=== DATASET ===
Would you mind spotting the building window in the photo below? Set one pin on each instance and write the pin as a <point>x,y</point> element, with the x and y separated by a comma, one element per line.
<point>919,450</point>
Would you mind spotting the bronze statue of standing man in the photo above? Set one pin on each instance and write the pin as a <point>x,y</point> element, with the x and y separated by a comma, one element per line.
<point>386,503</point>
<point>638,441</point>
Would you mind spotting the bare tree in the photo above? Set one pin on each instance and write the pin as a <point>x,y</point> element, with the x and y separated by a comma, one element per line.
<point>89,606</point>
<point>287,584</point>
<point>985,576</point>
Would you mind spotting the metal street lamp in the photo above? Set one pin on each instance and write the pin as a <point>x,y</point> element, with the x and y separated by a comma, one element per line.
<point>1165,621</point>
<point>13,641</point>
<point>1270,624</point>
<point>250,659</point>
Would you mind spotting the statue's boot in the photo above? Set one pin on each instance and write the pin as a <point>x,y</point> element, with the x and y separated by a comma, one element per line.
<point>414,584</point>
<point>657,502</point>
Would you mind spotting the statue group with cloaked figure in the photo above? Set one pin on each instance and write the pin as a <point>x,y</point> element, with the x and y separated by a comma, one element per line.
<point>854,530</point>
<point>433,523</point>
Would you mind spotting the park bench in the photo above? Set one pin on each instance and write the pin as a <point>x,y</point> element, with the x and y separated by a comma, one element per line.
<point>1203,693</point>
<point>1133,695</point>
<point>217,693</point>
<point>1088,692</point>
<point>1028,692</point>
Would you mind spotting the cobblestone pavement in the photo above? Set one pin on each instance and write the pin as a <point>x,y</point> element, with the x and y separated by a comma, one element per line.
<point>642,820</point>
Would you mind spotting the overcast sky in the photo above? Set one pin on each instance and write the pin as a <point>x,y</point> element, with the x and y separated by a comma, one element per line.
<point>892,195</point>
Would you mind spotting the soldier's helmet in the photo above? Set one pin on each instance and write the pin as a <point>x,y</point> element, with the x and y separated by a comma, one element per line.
===
**TASK DETAILS**
Duplicate all of the records above, reproducing every line word for word.

**OUTPUT OF THE TASK**
Would you mind spotting the building window in the photo below? Set one pin on each instance and write the pin as a <point>x,y</point> element, with the x and y separated by a comma, one element per line.
<point>919,450</point>
Would you mind spotting the bronze statue of standing man in the photo above? Set one pin on each instance and write the pin as a <point>x,y</point> element, with the x and y separated by a comma, one element per line.
<point>386,503</point>
<point>638,441</point>
Would you mind spotting the bare tree in the photo above? Set one pin on each instance and write the pin as a <point>x,y</point> element, with the x and y separated by a comma, one element per line.
<point>89,606</point>
<point>287,584</point>
<point>985,576</point>
Would you mind spotting the metal street lamp in the photo above? Set one pin on each instance and write the pin as a <point>x,y</point> element, with the x and y separated by a comma, one element per line.
<point>1165,621</point>
<point>13,641</point>
<point>1270,624</point>
<point>250,659</point>
Would you mind spotting the statue's boot in the photo above? Set one pin on each instance and write the pin as a <point>x,y</point> element, with the x and y separated by a comma, one element per line.
<point>414,584</point>
<point>657,502</point>
Would you mind spotting the statue group with cloaked figure in the photo above? Set one pin on each instance and write the pin as a <point>x,y</point> element, with the x and y separated by a comma, one element per line.
<point>854,530</point>
<point>433,523</point>
Would you mind spotting the park bench in the photo above? Set one pin on each instance and write the pin as a <point>x,y</point> element, with the x and y separated by a comma, one element per line.
<point>1203,693</point>
<point>1133,695</point>
<point>217,693</point>
<point>1088,692</point>
<point>1028,692</point>
Would you mind spotting the cobblestone pavement in the photo above? Set one pin on each instance and write the pin as a <point>x,y</point> element, with the x and y separated by a comma, one element per line.
<point>642,820</point>
Would you mind spotting the overcast sky in the photo above? Set one pin on each instance and write the pin as a <point>x,y</point> element, with the x and y separated by a comma, one element per line.
<point>892,195</point>
Would you mind spotting the soldier's helmet in the photo above? Set one pin on each instance and write the pin as a <point>x,y</point> element, with the x and y separated by a comma, one element per line.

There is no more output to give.